**Saved entries**
*****
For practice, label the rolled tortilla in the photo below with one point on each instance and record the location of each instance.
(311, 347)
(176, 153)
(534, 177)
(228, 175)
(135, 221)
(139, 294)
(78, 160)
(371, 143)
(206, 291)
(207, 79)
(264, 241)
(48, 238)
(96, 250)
*****
**GIVEN INSTRUCTION**
Reproduce each of the saved entries above word for word, keeping every line in its original order.

**WRITTEN SOLUTION**
For practice, label the rolled tortilla in the photo below with one point on each instance and record the location of each instance.
(311, 347)
(176, 153)
(534, 177)
(228, 175)
(135, 221)
(139, 294)
(78, 160)
(371, 143)
(206, 291)
(207, 79)
(264, 241)
(48, 238)
(96, 250)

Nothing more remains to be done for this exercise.